FRAGMENTO PARA LEER ->

==================================================

No sé si para educar a un niño hace falta toda la tribu,
como dice el proverbio africano, pero no dudo de que los
mensajes coincidentes entre escuela y familia y, dentro de
ésta, la complementariedad de la presencia paterna y
materna, son determinantes para que el niño crezca seguro,
alegre y cabal. Curiosamente, conforme más acentúan los
expertos la importancia de los vínculos parentales en la
primera infancia, más insistimos en la escolarización de los
neonatos y en el apoyo económico a las madres trabajadoras,
como si fuera insensato y retrógrado fomentar una mayor
presencia paterna y materna en el hogar. Nos gustan mucho
los niños, sí, pero preferimos vivir a toda prisa, delegando
aquí o allá nuestras responsabilidades educativas hacia
ellos.
Es difícil y canso, cierto es. Frente al guirigay doméstico,
a veces el centro de trabajo es un remanso de paz, pura
vacación. Los niños crecen desafiando los límites que se les
marcan y estamos viviendo tiempos de gran confusión al
respecto: con muy buena intención, en muchos casos,
confundimos el afecto con la permisividad y vamos
comprobando qué estropicios se producen en el ámbito
alimentario, en el de las pantallitas tecnológicas, en los
hábitos de consumo, estudio, higiene, orden y relaciones
interpersonales. Aunque es difícil contener el narcisismo
ambiental de una época en la que los niños se creen
merecerlo todo por derecho propio, cuando hay un padre y una
madre que actúan al alimón, intercambiando los roles de
bueno y malo, cómplices y unánimes en las cuestiones
principales, aumentan enormemente las posibilidades de que
hijos y padres disfruten de su relación entre bronca y
bronca, entre juerga y juerga.
Ciertamente, hay muchos casos en que las referencias
parentales tradicionales no existen por múltiples motivos y
la naturaleza es suficientemente sabia como para posibilitar
que todo pueda ir bien aunque falten progenitores biológicos
o ejerzan de tales los que no lo son, siempre y cuando haya
afecto y atención suficiente. Falte quien falte, todo puede
funcionar mientras no se fuerce a la criatura a elegir antes
de tiempo entre afectos imprescindibles, mientras la
división de los progenitores no propicie que el niño se
convierta en un experto e indefenso chantajista emocional.
Es a estas situaciones a las que quiero referirme como
divorcio de los hijos: a las maneras en que la separación de
los padres puede seguir multiplicando sus perjuicios en la
vida de los hijos.

==================================================

TAREAS POR REALIZAR ->
- 1) ¿De dónde procede el proverbio que cita el fragmento en su primera frase?
- 2) Reproduce sin cambios la parte del fragmento que empieza con las palabras “Es a estas situaciones” y acaba con “de los hijos.”.
- 3) ¿Qué hábitos menciona el fragmento como ámbitos en los que se comprueban estropicios?

==================================================

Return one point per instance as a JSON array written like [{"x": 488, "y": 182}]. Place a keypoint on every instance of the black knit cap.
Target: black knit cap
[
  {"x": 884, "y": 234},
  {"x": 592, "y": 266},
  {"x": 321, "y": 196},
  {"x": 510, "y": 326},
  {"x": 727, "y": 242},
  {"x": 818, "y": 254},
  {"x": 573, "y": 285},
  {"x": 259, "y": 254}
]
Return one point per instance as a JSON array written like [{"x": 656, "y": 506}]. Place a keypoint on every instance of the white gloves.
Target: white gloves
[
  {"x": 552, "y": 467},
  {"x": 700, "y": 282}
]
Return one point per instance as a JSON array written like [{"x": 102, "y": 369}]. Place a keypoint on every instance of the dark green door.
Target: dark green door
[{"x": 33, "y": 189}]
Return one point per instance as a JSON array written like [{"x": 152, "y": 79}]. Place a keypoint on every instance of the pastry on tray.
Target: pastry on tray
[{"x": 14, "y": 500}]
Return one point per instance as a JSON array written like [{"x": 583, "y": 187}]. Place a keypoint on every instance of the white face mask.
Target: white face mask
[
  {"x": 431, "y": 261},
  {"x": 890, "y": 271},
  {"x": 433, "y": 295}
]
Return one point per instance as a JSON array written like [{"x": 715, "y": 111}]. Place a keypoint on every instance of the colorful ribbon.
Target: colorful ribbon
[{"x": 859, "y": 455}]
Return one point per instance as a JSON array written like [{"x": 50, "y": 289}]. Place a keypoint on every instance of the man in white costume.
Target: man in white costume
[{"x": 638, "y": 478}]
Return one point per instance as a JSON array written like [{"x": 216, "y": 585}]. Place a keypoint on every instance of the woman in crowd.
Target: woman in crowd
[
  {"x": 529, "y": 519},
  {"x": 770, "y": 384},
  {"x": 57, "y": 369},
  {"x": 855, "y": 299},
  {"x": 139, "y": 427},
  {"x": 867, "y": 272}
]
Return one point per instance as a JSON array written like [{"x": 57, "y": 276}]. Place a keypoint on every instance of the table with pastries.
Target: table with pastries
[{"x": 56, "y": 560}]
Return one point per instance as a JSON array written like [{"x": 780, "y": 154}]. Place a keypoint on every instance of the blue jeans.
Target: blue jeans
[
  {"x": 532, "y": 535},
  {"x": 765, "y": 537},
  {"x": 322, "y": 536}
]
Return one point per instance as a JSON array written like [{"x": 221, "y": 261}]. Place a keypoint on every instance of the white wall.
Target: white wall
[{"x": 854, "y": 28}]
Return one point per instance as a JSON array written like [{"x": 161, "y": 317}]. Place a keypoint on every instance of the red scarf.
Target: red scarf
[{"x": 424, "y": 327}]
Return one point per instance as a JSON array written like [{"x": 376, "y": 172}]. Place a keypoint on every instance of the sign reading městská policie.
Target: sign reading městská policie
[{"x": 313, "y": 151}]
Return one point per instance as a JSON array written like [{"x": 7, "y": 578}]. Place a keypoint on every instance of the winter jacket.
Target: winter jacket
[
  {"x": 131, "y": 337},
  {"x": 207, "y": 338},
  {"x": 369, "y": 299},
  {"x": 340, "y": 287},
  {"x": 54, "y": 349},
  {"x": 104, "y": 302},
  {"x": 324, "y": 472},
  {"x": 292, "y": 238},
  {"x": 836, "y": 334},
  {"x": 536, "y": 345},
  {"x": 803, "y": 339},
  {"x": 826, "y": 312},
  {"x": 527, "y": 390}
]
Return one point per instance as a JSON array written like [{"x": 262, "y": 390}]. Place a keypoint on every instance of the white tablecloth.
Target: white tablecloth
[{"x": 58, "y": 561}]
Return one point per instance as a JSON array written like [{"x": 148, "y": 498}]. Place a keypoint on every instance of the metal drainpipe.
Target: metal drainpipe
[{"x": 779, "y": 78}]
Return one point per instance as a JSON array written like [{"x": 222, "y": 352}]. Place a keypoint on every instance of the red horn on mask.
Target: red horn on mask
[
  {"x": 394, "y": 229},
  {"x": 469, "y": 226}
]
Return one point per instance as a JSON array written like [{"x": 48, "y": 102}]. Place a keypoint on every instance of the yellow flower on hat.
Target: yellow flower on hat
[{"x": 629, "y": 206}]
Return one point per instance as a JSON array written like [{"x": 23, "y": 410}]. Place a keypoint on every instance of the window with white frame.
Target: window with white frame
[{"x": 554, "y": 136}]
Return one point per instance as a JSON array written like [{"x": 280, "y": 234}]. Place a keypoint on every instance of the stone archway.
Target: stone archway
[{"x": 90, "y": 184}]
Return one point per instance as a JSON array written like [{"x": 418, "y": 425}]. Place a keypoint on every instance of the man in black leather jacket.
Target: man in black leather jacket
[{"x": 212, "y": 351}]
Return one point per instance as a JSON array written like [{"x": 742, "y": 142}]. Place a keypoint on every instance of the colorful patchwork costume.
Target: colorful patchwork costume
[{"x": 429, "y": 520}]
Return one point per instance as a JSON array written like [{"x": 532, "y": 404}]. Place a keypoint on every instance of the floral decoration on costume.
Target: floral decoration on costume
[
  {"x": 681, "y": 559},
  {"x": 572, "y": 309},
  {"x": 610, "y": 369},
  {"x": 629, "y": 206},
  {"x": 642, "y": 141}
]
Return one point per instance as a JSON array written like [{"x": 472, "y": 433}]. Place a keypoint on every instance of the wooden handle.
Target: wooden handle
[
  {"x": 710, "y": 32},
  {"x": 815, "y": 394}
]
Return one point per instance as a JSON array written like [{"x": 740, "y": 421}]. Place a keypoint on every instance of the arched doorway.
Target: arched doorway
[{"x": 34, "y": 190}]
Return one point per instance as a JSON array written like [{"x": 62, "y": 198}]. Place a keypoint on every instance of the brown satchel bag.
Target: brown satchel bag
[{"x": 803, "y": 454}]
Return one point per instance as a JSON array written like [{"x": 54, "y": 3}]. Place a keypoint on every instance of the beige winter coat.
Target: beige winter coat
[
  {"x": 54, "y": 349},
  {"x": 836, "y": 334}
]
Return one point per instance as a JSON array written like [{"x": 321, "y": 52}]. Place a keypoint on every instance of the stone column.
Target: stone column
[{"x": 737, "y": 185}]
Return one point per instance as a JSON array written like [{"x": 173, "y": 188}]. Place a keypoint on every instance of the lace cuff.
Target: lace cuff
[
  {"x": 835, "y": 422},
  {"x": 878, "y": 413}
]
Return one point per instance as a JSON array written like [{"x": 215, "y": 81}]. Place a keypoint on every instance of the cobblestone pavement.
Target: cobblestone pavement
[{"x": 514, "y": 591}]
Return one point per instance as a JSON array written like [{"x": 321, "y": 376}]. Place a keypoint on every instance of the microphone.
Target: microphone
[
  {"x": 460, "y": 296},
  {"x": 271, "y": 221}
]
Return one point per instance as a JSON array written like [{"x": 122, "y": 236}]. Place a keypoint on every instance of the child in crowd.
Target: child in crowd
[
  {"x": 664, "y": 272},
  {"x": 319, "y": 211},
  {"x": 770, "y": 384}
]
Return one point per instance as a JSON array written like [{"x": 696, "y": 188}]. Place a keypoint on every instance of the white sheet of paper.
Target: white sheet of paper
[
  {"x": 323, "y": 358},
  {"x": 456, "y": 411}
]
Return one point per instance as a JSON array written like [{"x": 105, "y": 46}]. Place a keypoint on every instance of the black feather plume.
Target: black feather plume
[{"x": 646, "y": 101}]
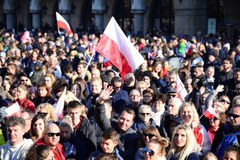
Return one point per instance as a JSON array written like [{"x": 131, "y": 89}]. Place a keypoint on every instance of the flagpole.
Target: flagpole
[{"x": 85, "y": 71}]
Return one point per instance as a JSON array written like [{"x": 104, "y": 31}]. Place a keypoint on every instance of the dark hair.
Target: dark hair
[{"x": 110, "y": 134}]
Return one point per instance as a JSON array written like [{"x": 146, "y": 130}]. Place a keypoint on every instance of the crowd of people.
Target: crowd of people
[{"x": 146, "y": 115}]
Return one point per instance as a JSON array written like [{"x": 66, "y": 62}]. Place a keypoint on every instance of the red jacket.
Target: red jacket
[
  {"x": 26, "y": 104},
  {"x": 59, "y": 147}
]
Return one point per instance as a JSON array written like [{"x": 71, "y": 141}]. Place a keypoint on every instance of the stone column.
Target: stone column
[
  {"x": 138, "y": 8},
  {"x": 99, "y": 8},
  {"x": 190, "y": 16},
  {"x": 65, "y": 8},
  {"x": 9, "y": 10},
  {"x": 35, "y": 10}
]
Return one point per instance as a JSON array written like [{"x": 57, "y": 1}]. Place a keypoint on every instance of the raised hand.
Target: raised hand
[{"x": 105, "y": 94}]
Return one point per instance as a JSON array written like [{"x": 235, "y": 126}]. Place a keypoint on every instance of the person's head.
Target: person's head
[
  {"x": 183, "y": 141},
  {"x": 43, "y": 90},
  {"x": 210, "y": 71},
  {"x": 39, "y": 122},
  {"x": 95, "y": 73},
  {"x": 237, "y": 75},
  {"x": 234, "y": 115},
  {"x": 75, "y": 110},
  {"x": 52, "y": 135},
  {"x": 210, "y": 156},
  {"x": 144, "y": 113},
  {"x": 188, "y": 85},
  {"x": 65, "y": 130},
  {"x": 76, "y": 89},
  {"x": 188, "y": 113},
  {"x": 22, "y": 91},
  {"x": 174, "y": 106},
  {"x": 225, "y": 100},
  {"x": 155, "y": 149},
  {"x": 217, "y": 120},
  {"x": 15, "y": 129},
  {"x": 159, "y": 102},
  {"x": 44, "y": 152},
  {"x": 49, "y": 79},
  {"x": 126, "y": 119},
  {"x": 232, "y": 153},
  {"x": 134, "y": 96},
  {"x": 150, "y": 133},
  {"x": 47, "y": 110},
  {"x": 116, "y": 82},
  {"x": 27, "y": 115},
  {"x": 148, "y": 96},
  {"x": 172, "y": 76},
  {"x": 109, "y": 140},
  {"x": 107, "y": 156},
  {"x": 141, "y": 86},
  {"x": 227, "y": 64},
  {"x": 96, "y": 85}
]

==================================================

RESPUESTAS POR TAREA ->
- 1) Es un proverbio africano.

- 2)
Es a estas situaciones a las que quiero referirme como
divorcio de los hijos: a las maneras en que la separación de
los padres puede seguir multiplicando sus perjuicios en la
vida de los hijos.

- 3) Consumo, estudio, higiene, orden y relaciones interpersonales.